Records supplied ->
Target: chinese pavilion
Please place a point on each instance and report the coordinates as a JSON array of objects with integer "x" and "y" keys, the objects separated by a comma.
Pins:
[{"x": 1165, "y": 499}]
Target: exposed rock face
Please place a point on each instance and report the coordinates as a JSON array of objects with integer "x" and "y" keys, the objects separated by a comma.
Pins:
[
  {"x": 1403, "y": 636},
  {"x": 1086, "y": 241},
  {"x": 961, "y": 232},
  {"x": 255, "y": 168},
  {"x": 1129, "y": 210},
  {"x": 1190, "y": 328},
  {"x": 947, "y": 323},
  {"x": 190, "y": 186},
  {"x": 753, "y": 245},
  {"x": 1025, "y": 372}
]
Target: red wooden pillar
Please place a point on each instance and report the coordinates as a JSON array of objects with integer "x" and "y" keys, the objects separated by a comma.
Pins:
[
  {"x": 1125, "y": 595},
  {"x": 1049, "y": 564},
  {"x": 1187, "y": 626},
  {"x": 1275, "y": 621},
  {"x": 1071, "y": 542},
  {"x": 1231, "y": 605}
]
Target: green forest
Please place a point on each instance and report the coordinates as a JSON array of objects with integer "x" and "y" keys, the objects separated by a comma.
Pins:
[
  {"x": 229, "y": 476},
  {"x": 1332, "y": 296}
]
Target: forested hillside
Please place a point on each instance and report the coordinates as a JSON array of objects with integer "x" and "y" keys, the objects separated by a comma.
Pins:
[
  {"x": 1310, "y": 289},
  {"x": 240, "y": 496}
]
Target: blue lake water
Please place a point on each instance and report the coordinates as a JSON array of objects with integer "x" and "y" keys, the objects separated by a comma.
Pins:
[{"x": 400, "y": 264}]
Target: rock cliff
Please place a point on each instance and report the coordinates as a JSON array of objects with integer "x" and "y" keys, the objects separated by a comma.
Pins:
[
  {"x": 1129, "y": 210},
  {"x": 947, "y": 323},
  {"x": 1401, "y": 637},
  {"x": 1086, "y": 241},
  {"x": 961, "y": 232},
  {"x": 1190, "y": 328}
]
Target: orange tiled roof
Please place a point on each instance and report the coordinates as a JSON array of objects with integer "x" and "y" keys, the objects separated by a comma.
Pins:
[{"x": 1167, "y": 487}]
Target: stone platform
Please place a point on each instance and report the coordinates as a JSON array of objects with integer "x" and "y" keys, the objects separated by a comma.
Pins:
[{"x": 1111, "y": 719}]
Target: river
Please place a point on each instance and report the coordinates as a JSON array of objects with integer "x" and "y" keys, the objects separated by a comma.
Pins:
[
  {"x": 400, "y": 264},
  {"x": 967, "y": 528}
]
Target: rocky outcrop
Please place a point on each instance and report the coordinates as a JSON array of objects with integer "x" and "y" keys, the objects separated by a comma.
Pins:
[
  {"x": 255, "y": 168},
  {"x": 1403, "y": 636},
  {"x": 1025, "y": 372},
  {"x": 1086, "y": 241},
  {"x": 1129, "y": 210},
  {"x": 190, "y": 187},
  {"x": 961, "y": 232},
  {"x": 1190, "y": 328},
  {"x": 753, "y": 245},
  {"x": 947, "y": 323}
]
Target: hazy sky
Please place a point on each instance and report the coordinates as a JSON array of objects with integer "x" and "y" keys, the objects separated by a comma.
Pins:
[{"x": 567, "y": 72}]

Activity ->
Scan the records above. Return every line with "Target" in it.

Exercise response ->
Target: chinese pavilion
Target: exposed rock face
Target: red wooden pillar
Target: green forest
Target: forested hillside
Target: blue lake water
Target: rock cliff
Target: orange tiled roof
Target: stone platform
Target: river
Target: rocky outcrop
Target: hazy sky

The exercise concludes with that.